- [Extract to read]:
Content starts

Politics determines ICC investigation of Israeli war crimes

Dec 24, 2019

After five years of procrastination, the International Criminal Court’s prosecutor has announced an investigation into alleged Israeli war crimes in the West Bank, East Jerusalem and the Gaza Strip. From Palestinians’ perspectives that may sound encouraging, but the rules of international law will be no match for politicians’ fascination with violence as the way to govern.

Without international law to set standards of civility and the means of respecting universal human rights, the world rushes to a violent amorality where order is set by states which possess overwhelming force.

The ICC’s deliberations will require a struggle for truths about the crimes committed against Palestinians or indeed by Hamas, yet the idea of verdicts being reached by a court adjudicating carefully collected evidence has been immediately dismissed. Israeli Prime Minister Netanyahu says the ICC’s decision is ‘a dark day for truth and justice.’

In a post truth age, it’s time to laugh to scorn the Netanyahu lying and cruelty. Before critics trot out the retort that any criticism of an Israeli leader amounts to anti-Semitism, let’s establish that criticising the illegal and violent policies of a state has never amounted to prejudice towards its people.

Controversy over what is legal will certainly affect the ICC investigations and how they are perceived. The Israeli Attorney General claims that Palestine is not a state and therefore cannot delegate jurisdiction to the ICC to put Israel on trial for war crimes. In response, the Israeli human rights organisation B’Tselem says the ICC decision to open an investigation was the only possible outcome and that ‘Israel’s legal acrobatics are an attempt to whitewash crimes and must not be allowed to to stop international legal efforts to hold it to account.’

The Trump/Pompeo claim that Israeli settlements on Palestinian lands should be considered legal is another example of the Humpty Dumpty insistence, ‘Things mean what I say they mean, nothing more, nothing less.’ But former Special Rapporteur on Human Rights in the Occupied Territories and Professor of International Law John Dugard concludes that Israel’s settlement enterprise constitutes apartheid resulting in the forced displacement of thousands of Palestinians from their homes which amounts to a crime against humanity.

Dugard’s conclusion matches the December 23 2016 Resolution 2334 of the UN Security Council which voted 14-0 (the US abstained) that Israel’s settlement activity constituted a flagrant violation of international law.

The rules of international law need to be known, asserted and respected. Article 8 of the 1998 Rome Statute established the right of the ICC to investigate war crimes, and Article 49(6) of the Fourth Geneva Convention identifies the protections for peoples subject to rule by an occupying power.

Content ends

- [Given entries]:
Content starts

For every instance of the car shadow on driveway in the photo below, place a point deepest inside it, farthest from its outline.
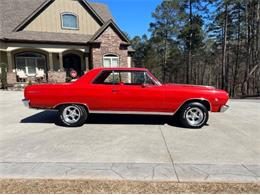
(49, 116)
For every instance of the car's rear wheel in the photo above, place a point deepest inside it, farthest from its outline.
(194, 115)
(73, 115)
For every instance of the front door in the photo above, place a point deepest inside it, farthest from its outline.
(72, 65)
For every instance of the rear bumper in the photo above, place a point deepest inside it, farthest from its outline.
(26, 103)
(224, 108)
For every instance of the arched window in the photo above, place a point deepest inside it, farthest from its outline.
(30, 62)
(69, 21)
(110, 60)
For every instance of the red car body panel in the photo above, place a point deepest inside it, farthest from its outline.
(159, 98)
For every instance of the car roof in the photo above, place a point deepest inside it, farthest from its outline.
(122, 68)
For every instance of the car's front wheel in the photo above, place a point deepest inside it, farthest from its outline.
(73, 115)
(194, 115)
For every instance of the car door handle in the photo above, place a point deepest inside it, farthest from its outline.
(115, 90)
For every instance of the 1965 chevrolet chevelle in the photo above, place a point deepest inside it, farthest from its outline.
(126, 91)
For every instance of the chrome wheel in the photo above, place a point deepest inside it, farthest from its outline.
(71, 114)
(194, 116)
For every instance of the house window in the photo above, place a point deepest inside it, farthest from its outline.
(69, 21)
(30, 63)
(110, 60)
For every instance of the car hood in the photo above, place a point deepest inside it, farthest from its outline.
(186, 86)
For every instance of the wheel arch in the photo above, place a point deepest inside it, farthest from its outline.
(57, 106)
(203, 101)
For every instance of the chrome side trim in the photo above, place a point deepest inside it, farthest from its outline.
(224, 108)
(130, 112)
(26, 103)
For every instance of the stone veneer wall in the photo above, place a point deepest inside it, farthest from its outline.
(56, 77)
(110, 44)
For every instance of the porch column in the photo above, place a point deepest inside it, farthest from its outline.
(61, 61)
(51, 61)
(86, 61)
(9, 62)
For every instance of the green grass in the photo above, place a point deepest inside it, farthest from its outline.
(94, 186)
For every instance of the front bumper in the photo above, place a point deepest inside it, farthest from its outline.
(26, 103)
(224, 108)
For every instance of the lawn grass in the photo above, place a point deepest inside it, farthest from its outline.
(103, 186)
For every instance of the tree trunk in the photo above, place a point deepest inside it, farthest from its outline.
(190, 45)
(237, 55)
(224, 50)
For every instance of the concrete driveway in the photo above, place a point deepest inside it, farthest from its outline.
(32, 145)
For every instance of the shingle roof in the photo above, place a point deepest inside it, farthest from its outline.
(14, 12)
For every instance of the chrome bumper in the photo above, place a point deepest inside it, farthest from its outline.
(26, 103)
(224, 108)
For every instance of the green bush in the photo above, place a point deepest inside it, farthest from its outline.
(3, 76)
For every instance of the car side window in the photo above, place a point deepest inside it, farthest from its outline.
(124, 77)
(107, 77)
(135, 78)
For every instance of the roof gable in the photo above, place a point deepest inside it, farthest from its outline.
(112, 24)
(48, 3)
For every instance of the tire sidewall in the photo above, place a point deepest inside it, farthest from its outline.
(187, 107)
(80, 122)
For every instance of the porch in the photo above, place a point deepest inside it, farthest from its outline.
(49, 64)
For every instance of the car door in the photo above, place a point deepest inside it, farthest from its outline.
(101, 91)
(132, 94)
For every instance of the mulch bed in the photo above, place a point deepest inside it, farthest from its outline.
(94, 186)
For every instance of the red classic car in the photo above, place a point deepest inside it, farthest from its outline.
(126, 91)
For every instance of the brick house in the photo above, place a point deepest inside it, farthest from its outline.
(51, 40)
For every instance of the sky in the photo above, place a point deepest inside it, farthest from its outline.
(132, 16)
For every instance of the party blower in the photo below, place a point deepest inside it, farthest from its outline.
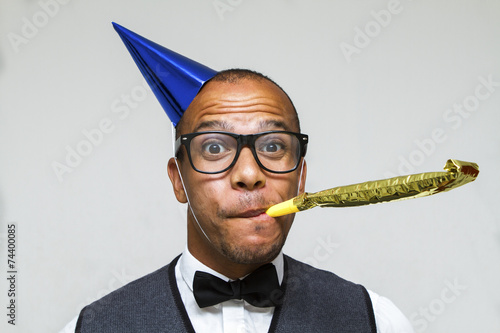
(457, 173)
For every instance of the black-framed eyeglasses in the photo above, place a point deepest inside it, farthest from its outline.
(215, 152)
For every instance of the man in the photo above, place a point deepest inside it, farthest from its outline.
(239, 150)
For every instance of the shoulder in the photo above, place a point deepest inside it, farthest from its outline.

Content ends

- [Parts of the exercise]:
1 > Decide whether each statement below agrees with the article on the ICC investigation, and for each one answer yes or no and quote the words of the article that settle it: (a) The International Criminal Court's prosecutor announced the investigation after five years of delay. (b) The United States voted against UN Security Council Resolution 2334. (c) The Israeli Attorney General argues that Palestine cannot delegate jurisdiction to the ICC because it is not a state.
2 > Extract the passage of the article on the ICC investigation between "Dugard’s conclusion matches" and "of international law.", inclusive, copying it without changes.

- [Solved tasks]:
1 >
(a) Yes: "After five years of procrastination, the International Criminal Court’s prosecutor has announced an investigation"
(b) No: "voted 14-0 (the US abstained)"
(c) Yes: "The Israeli Attorney General claims that Palestine is not a state and therefore cannot delegate jurisdiction to the ICC"

2 >
Dugard’s conclusion matches the December 23 2016 Resolution 2334 of the UN Security Council which voted 14-0 (the US abstained) that Israel’s settlement activity constituted a flagrant violation of international law.